**Data extract:**
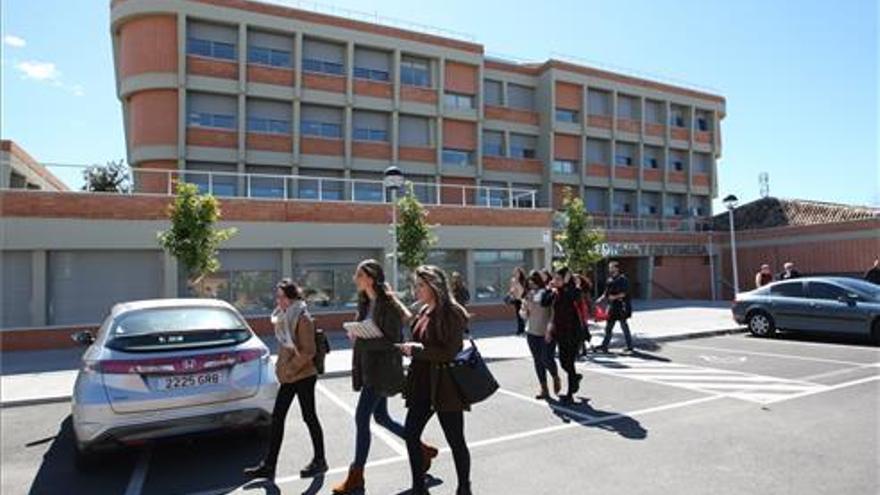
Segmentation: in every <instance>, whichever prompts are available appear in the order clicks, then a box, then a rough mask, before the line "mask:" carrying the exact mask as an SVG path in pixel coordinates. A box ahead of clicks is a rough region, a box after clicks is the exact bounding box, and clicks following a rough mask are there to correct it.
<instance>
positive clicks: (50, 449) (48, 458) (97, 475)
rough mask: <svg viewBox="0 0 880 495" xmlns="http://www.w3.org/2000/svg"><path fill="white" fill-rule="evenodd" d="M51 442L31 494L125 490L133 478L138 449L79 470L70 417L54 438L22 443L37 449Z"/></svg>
mask: <svg viewBox="0 0 880 495" xmlns="http://www.w3.org/2000/svg"><path fill="white" fill-rule="evenodd" d="M48 442H52V444H51V445H50V446H49V450H47V451H46V453H45V454H43V462H42V463H41V464H40V469H39V471H37V474H36V476H35V477H34V480H33V483H32V484H31V487H30V490H29V493H31V494H37V493H122V492H124V491H125V487H126V485H127V484H128V481H129V478H130V477H131V471H132V468H133V467H134V463H135V459H136V455H137V453H138V452H137V451H129V452H122V453H117V454H116V455H112V456H106V457H104V458H102V459H101V461H100V466H97V467H95V468H94V469H92V470H91V471H89V472H79V471H77V470H76V467H75V463H74V453H75V449H76V447H75V446H74V436H73V425H72V421H71V418H70V416H68V417H67V418H66V419H65V420H64V421H62V422H61V424H60V425H59V428H58V434H57V435H56V436H54V437H50V438H43V439H37V440H34V441H32V442H28V443H27V444H25V445H22V448H25V449H28V448H36V447H38V446H40V445H42V444H45V443H48Z"/></svg>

**Exercise requirements:** Rewrite the lines above with "rough mask" changed to "coarse mask" everywhere it occurs, leaving everything else as it is and omitting the pictures.

**Solution to this problem:**
Segmentation: in every <instance>, whichever prompts are available appear in the order clicks, then a box, then a coarse mask, before the line "mask:" carrying the exact mask as an SVG path in pixel coordinates. A box ahead of clicks is a rough region, a box after clicks is the exact bounding box, and clicks following a coarse mask are there to correct it.
<instance>
positive clicks: (50, 449) (48, 458) (97, 475)
coarse mask: <svg viewBox="0 0 880 495" xmlns="http://www.w3.org/2000/svg"><path fill="white" fill-rule="evenodd" d="M51 442L31 494L125 490L133 478L138 449L79 470L70 417L54 438L22 443L37 449Z"/></svg>
mask: <svg viewBox="0 0 880 495" xmlns="http://www.w3.org/2000/svg"><path fill="white" fill-rule="evenodd" d="M48 442H52V444H51V445H50V446H49V450H47V451H46V453H45V454H43V462H42V463H41V464H40V469H39V471H37V474H36V476H35V477H34V480H33V483H32V484H31V487H30V490H29V493H31V494H37V493H122V492H124V491H125V487H126V485H127V484H128V481H129V478H130V477H131V471H132V468H133V467H134V463H135V459H136V455H137V453H138V452H137V451H129V452H122V453H117V454H116V455H112V456H106V457H104V458H102V459H101V461H100V466H97V467H95V468H94V469H92V470H91V471H89V472H79V471H77V470H76V467H75V463H74V453H75V449H76V447H75V446H74V436H73V425H72V421H71V418H70V416H68V417H67V418H66V419H65V420H64V421H62V422H61V424H60V425H59V428H58V434H57V435H56V436H54V437H50V438H43V439H37V440H34V441H32V442H28V443H27V444H25V445H22V448H25V449H28V448H36V447H38V446H40V445H42V444H45V443H48Z"/></svg>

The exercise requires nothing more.